• **Goal**: Copy out the entries below exactly, starting at the line with "Exercise. For every instance of the stone archway, find" and continuing through the line with "[(181, 47)]", including both of those lines. Give only those lines.

[START OF Dataset content]

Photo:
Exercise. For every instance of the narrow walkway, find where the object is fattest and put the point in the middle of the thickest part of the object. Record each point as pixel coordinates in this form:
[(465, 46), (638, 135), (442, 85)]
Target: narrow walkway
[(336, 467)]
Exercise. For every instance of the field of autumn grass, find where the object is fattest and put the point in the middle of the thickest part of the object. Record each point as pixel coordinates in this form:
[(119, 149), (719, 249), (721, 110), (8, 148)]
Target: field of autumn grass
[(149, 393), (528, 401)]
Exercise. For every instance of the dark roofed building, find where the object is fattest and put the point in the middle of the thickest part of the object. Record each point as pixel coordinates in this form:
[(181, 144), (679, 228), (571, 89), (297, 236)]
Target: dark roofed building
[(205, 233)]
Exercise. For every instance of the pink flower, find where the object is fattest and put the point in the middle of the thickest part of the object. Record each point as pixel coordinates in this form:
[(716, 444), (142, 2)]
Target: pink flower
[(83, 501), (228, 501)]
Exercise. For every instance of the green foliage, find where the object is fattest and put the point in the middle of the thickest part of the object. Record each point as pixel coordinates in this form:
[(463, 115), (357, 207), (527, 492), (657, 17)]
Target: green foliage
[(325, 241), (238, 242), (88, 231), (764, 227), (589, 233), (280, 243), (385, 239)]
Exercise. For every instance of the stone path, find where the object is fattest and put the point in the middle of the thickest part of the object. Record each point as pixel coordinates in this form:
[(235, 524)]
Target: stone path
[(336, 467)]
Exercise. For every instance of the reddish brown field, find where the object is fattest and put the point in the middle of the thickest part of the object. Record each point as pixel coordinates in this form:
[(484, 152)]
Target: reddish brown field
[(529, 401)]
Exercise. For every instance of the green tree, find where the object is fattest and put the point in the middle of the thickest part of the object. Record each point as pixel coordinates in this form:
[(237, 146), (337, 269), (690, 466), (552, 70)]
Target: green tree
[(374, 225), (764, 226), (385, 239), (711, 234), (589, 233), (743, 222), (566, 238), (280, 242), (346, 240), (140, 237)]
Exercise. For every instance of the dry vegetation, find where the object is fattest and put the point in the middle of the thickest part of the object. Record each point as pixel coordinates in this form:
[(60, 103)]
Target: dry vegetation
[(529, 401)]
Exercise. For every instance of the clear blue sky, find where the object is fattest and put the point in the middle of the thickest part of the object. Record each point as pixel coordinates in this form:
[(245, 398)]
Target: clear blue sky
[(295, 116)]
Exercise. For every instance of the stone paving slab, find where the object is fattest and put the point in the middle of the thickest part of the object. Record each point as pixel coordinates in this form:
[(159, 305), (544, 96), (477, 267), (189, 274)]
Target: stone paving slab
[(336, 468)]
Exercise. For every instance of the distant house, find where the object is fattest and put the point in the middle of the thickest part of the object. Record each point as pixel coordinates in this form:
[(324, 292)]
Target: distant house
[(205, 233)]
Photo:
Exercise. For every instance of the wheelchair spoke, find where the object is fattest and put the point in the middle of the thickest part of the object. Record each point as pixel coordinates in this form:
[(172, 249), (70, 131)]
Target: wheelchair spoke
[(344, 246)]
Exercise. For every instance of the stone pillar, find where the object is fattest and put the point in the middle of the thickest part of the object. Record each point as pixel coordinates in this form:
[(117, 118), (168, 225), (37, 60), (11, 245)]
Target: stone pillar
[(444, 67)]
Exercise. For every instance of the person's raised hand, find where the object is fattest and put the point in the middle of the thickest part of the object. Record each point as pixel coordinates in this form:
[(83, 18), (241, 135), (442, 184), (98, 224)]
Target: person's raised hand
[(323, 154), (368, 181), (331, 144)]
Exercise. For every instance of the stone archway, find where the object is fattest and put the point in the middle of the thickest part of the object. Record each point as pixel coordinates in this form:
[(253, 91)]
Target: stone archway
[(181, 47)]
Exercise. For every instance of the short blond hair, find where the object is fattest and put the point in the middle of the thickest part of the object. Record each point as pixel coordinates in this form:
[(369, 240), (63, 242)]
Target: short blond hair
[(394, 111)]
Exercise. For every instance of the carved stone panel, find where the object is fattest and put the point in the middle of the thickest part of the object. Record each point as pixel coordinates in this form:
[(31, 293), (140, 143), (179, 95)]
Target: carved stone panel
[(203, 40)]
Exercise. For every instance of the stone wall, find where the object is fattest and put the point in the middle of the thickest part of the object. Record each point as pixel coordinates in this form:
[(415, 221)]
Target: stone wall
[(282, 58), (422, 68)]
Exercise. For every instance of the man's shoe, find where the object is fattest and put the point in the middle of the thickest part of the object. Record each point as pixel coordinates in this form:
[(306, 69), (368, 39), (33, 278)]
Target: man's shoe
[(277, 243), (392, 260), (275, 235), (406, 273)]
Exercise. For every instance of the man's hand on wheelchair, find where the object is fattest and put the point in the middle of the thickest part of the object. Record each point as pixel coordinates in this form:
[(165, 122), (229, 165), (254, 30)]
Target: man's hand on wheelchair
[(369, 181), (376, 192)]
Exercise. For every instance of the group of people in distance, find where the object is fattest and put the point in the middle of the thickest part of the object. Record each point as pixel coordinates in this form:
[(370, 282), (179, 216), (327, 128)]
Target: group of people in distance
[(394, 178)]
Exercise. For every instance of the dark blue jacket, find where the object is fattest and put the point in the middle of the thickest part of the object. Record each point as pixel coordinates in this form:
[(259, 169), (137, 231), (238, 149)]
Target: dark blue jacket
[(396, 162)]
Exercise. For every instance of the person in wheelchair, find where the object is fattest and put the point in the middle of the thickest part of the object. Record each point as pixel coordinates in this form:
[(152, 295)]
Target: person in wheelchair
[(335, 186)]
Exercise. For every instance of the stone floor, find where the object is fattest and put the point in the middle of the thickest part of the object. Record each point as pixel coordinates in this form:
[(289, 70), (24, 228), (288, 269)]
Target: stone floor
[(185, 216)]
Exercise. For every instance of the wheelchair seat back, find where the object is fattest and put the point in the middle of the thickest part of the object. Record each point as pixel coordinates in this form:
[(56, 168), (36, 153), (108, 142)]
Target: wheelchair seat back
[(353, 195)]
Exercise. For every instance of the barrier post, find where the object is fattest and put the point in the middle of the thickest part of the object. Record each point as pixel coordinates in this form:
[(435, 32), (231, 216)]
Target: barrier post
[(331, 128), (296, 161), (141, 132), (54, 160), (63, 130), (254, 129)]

[END OF Dataset content]
[START OF Dataset content]

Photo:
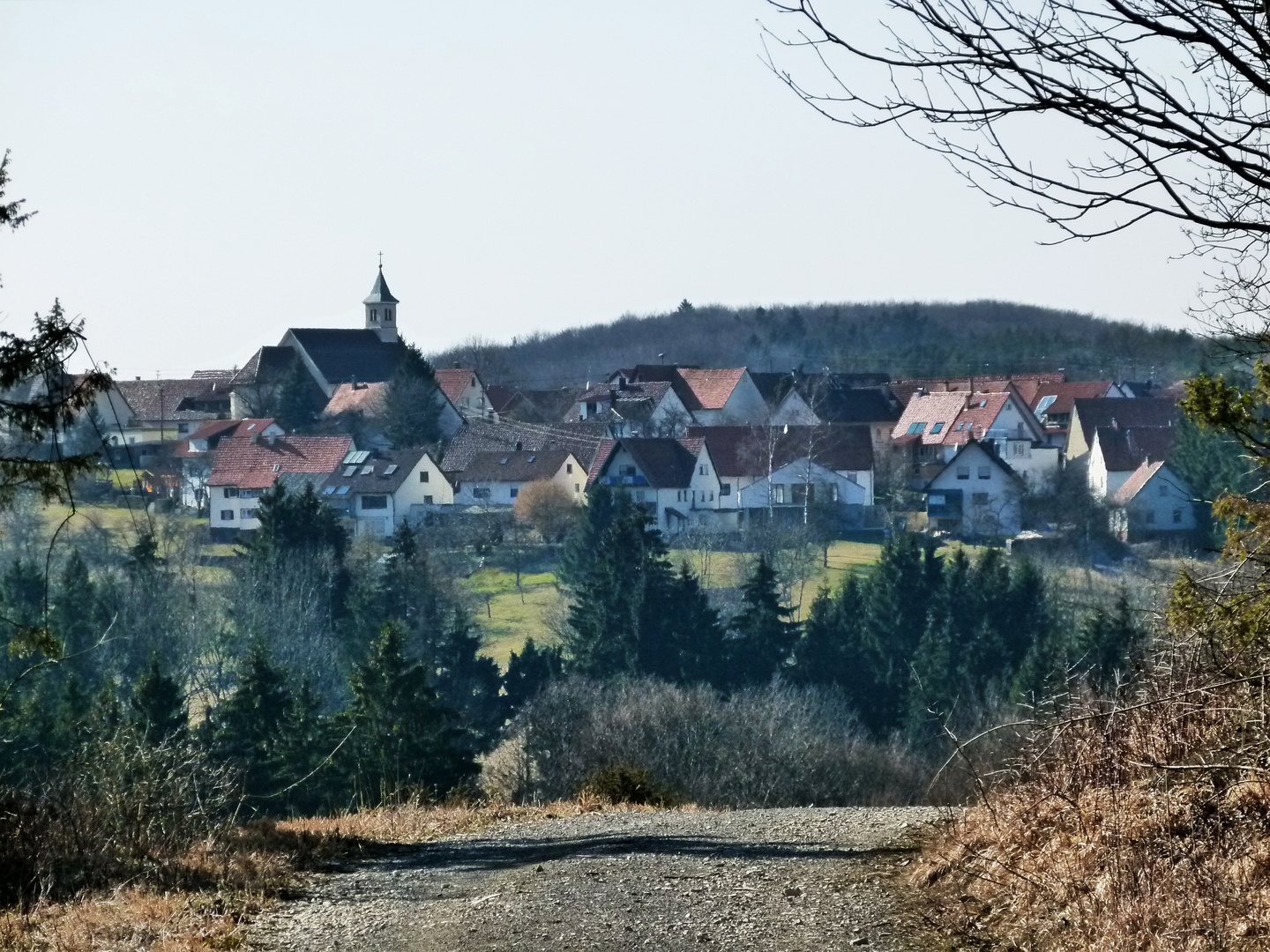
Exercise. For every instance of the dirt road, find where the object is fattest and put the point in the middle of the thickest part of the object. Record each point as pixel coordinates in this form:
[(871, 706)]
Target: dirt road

[END OF Dataset content]

• **Task response**:
Exercise. For every instance of the stone archway, find where the object is fattest and put the point in the middle of the thickest part of the object. Record each point as pixel coordinates in this form:
[(253, 91)]
Target: stone archway
[(181, 47)]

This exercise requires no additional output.